## Yang Perlu Dikerjakan
[A] Tentukan apakah setiap pernyataan berikut sesuai dengan petikan tentang pengembangan kesenian daerah, lalu jawab ya atau tidak disertai kutipan persis dari petikan itu yang menjadi dasarnya: (i) Pada era 1970-an, kesenian daerah dari seluruh Indonesia diundang ke Jakarta; (ii) resume yang disusun pada 1980-an menghasilkan rumusan "mempertahankan tradisi"; (iii) para seniman tradisi membangkang terhadap pemerintah.
[B] Sajikan baris-baris pada bagian Data yang Disediakan sebagai daftar JSON berisi string, satu string untuk setiap baris dan tanpa baris kosong, mulai dari baris yang memuat "hole in the photo above." sampai baris terakhir bagian itu. Jangan sertakan gambar dalam jawaban.

Senin, 21 November 2011

Upaya Mengembangkan Kesenian daerah dan Tantangannya

Oleh Autar Abdillah

Pengantar
Sudah lebih empat puluh tahun kita berbicara soal mengembangkan kesenian daerah. Tapi, mengapa belum selesai-selesai juga. Apa yang salah dalam hal ini? Sekedar ilustrasi dan mengingatkan kembali pada upaya mengembangkan kesenian daerah ini: Pada era 1970-an, semua kesenian daerah atau seni-seni tradisi yang ada di Indonesia, diundang ke Jakarta untuk mempresentasikan keseniannya. Disamping presentasi atau mempertunjukkan karya-karya seni daerah, juga dibuatkan buku hasil-hasil diskusi yang terjadi selama apa yang kemudian disebut “Pesta Seni” itu. Setelah sepuluh tahun, pada 1980-an, dibuatkan semacam resume yang hasilnya adalah “mempertimbangkan tradisi”. Tradisi dipandang harus diterjemahkan kembali ke dalam zamannya, tradisi harus diperbaharui, tradisi harus diisi dengan semangat baru, tradisi “bahkan’ harus “disulap”, tradisi harus dimasukkan dalam “salon-salon kecantikan’. Dengan tegas, Umar Kayam menyatakan bahwa “Seni tradisional tidak akan mampu sama sekali membuat dirinya cukup lentur dalam mengimbangi perkembangan zamannya” (1981: 63)
Tentu, para seniman tradisi sertamerta melakukan “perlawanan”. Tapi bukan pembangkangan atau mereka tetap mengikuti apa yang diinginkan pemerintah sebagai penyelenggara “pembaharuan tradisi”. Mereka yang baru saja pulang dari bersekolah di Amerika, memandang bahwa kesenian tradisi (baca juga kesenian daerah) harus mampu melakukan transaksi “jual-beli” dengan zamannya, dengan penikmatnya atau dengan –meminjam istilah almarhum Umar Kayam, para maecenas-maecenas. Tapi, disisi lain tetap membangun jargon seni adalah tontonan-tuntunan. Sebuah ambiguitas atau kemenduaan yang belum ditemukan jalan keluarnya.

## Data yang Disediakan
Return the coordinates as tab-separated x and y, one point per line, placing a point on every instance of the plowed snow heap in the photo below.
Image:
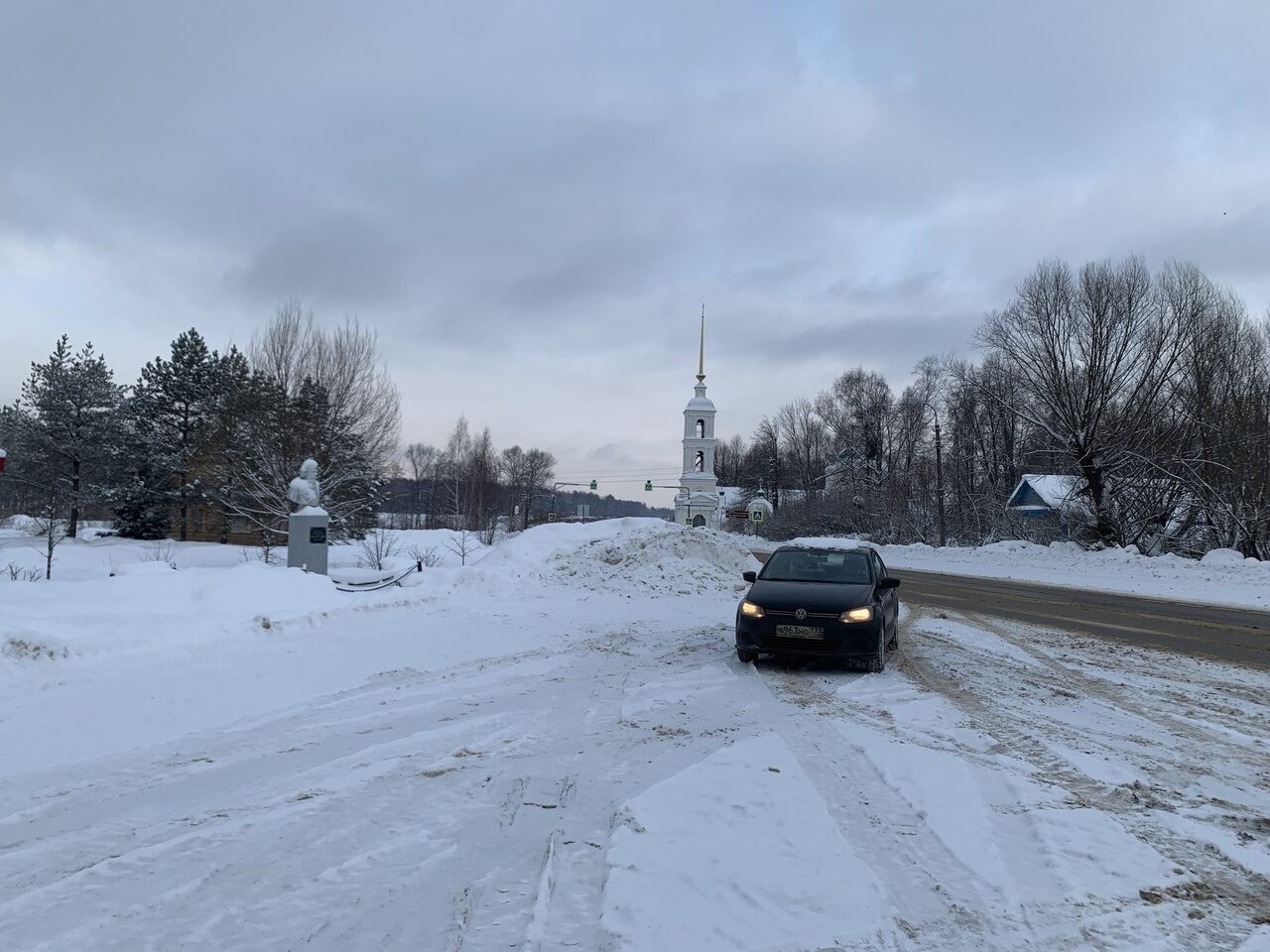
630	556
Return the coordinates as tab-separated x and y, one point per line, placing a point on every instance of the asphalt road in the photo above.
1237	635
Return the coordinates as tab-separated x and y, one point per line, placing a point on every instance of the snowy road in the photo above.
636	787
1228	634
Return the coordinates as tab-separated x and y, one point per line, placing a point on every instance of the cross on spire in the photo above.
701	354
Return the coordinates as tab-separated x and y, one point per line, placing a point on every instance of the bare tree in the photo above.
804	443
1096	352
345	363
421	462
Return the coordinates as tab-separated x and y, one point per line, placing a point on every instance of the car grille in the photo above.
776	613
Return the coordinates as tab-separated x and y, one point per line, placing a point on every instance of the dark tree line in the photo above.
1151	390
204	443
470	485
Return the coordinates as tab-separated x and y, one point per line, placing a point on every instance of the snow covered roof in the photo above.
1058	493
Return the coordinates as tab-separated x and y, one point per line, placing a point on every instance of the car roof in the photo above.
861	549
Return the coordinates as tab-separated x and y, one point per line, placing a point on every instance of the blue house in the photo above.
1052	499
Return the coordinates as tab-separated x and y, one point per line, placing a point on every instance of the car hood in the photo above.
813	595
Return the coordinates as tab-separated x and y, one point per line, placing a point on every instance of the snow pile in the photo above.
645	557
1223	576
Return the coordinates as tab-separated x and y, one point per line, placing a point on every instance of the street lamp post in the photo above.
939	476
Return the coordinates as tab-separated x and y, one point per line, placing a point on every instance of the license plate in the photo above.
798	631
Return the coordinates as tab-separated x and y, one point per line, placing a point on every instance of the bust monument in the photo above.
305	490
309	525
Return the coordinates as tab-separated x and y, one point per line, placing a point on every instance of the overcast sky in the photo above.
531	200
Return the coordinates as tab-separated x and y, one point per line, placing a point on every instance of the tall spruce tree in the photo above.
66	421
173	422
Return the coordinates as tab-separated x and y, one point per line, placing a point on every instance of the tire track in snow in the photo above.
1243	892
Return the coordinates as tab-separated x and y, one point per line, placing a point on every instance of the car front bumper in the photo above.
856	642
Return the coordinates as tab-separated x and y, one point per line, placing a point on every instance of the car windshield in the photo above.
837	567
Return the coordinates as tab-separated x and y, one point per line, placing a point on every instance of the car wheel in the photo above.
878	662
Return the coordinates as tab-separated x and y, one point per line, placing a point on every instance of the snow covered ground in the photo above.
1222	576
556	748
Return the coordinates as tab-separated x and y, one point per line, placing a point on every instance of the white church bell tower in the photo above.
698	500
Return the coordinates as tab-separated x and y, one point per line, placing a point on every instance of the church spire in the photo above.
701	353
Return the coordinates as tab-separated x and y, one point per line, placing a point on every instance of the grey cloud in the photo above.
493	181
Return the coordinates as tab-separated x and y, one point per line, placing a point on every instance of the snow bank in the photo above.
735	852
149	607
633	556
1223	576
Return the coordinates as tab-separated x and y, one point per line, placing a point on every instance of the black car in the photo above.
835	603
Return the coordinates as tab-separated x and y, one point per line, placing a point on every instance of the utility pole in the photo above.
939	479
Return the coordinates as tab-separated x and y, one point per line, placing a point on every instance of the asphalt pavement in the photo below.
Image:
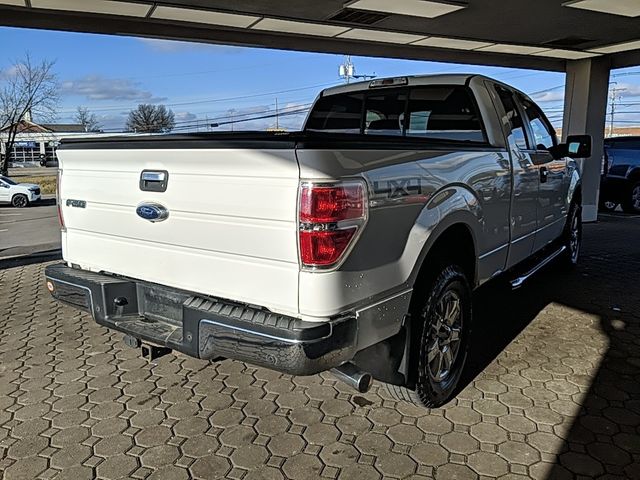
28	231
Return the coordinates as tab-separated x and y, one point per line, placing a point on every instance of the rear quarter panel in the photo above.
413	196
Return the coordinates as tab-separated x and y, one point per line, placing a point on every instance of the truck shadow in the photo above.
604	291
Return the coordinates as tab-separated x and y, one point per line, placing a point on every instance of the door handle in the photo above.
154	180
544	174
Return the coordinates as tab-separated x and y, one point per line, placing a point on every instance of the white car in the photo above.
19	195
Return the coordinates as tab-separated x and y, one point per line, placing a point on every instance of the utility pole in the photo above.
348	71
614	97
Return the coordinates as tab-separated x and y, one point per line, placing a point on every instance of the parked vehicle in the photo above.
50	161
353	245
19	195
620	181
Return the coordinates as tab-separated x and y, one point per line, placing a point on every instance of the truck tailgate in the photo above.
231	230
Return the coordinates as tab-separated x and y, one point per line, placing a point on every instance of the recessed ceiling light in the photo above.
303	28
515	49
107	7
456	43
626	8
618	47
566	54
414	8
203	16
380	36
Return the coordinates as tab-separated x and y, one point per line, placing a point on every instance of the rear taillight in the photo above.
330	218
59	201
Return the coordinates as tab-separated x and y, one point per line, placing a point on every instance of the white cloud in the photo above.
97	87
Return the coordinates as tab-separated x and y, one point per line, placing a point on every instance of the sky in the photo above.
205	84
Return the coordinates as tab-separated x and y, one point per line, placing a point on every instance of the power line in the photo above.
214	100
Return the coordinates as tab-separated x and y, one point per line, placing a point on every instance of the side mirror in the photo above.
579	146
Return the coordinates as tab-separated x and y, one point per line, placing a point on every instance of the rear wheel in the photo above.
608	205
573	235
441	319
20	201
632	204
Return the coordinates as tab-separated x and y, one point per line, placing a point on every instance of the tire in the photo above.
442	310
608	205
20	201
632	203
572	236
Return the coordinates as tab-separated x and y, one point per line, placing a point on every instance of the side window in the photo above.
444	113
384	113
628	144
513	116
337	114
542	133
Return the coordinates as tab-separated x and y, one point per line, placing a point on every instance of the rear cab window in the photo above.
435	112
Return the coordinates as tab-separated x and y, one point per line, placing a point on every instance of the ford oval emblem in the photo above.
153	212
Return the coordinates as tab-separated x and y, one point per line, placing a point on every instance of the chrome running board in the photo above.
518	281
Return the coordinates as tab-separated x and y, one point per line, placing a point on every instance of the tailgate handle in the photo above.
154	180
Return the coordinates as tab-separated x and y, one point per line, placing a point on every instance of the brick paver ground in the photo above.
553	392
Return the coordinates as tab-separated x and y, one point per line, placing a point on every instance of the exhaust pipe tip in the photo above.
354	377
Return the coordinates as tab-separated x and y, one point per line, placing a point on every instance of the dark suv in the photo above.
620	181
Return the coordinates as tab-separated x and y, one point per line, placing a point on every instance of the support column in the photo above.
585	111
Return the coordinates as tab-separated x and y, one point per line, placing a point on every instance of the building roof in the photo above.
65	127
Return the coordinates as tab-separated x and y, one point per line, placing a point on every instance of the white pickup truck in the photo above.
351	246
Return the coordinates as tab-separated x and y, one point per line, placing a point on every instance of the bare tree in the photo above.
27	88
151	119
88	120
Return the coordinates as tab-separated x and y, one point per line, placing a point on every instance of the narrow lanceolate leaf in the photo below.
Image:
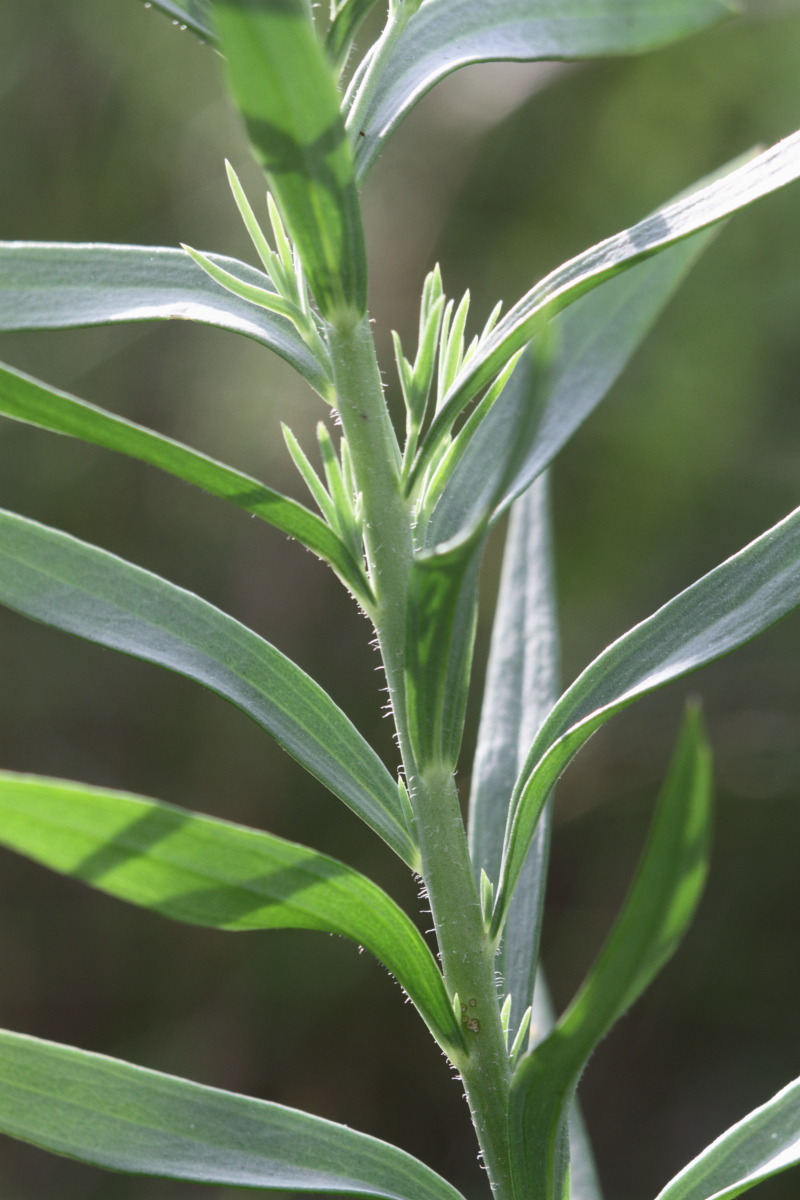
28	400
85	591
210	873
444	35
723	610
692	213
194	15
284	88
593	340
656	913
440	634
521	689
765	1143
127	1119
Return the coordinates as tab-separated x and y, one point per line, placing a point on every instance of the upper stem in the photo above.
467	952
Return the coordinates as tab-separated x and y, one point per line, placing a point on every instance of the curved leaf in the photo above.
194	15
85	591
211	873
692	213
444	35
723	610
127	1119
657	910
28	400
67	286
765	1143
284	88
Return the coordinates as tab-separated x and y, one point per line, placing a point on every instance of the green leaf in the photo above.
85	591
440	635
284	88
210	873
127	1119
28	400
655	916
765	1143
444	35
521	688
593	340
64	286
194	15
692	213
723	610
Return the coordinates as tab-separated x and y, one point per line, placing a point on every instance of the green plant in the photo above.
403	522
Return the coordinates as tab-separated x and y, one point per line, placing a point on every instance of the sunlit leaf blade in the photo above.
211	873
127	1119
521	689
444	35
194	15
440	634
28	400
66	286
82	589
657	910
284	88
695	211
593	341
765	1143
723	610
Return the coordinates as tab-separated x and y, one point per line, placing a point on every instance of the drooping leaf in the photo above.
284	88
723	610
593	341
521	688
85	591
114	1115
440	634
765	1143
211	873
654	918
28	400
689	215
194	15
441	35
66	286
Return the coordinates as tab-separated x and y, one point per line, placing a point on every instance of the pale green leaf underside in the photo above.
67	286
723	610
28	400
85	591
656	912
283	85
127	1119
444	35
194	15
765	1143
211	873
695	211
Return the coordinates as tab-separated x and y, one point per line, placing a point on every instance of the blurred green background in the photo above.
114	127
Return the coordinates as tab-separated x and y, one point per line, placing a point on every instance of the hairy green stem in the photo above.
468	954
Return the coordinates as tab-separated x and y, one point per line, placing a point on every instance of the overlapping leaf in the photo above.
284	88
695	211
444	35
765	1143
656	913
66	286
85	591
211	873
723	610
28	400
127	1119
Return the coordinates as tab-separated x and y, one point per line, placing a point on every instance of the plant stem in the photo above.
467	952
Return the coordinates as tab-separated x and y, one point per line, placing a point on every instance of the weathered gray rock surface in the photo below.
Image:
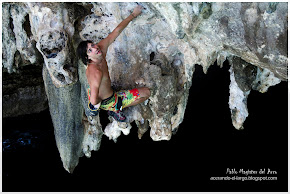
159	49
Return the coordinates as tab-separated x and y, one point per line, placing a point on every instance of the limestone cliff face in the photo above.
159	49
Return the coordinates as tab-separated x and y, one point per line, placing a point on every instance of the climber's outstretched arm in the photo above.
105	43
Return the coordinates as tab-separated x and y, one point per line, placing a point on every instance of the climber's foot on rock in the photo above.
118	116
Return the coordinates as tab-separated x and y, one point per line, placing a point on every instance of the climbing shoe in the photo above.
118	115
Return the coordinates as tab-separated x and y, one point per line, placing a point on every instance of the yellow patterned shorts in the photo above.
126	96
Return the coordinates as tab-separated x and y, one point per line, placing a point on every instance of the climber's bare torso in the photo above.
97	73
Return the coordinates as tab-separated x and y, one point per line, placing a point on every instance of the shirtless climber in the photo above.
100	93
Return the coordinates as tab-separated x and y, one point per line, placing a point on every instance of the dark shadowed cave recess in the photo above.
205	145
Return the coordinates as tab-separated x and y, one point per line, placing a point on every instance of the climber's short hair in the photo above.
82	51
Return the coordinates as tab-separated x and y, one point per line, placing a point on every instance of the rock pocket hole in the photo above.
27	27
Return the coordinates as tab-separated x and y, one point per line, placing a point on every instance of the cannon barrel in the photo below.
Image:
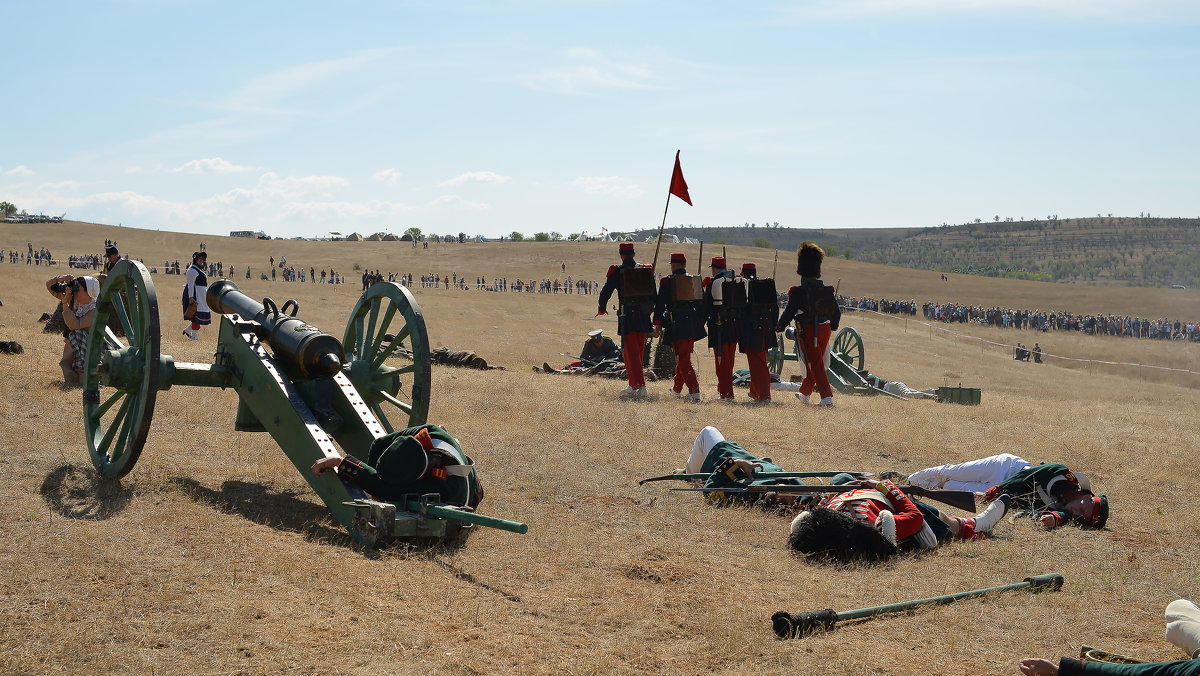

## Jawaban Latihan
[A]
(i) Ya: "Pada era 1970-an, semua kesenian daerah atau seni-seni tradisi yang ada di Indonesia, diundang ke Jakarta untuk mempresentasikan keseniannya."
(ii) Tidak: "dibuatkan semacam resume yang hasilnya adalah “mempertimbangkan tradisi”."
(iii) Tidak: "Tapi bukan pembangkangan atau mereka tetap mengikuti apa yang diinginkan pemerintah sebagai penyelenggara “pembaharuan tradisi”."

[B]
[
  "Return the coordinates as tab-separated x and y, one point per line, placing a point on every instance of the rock pocket hole in the photo above.",
  "27\t27",
  "Return the coordinates as tab-separated x and y, one point per line, placing a point on every instance of the cannon barrel in the photo below.",
  "Image:"
]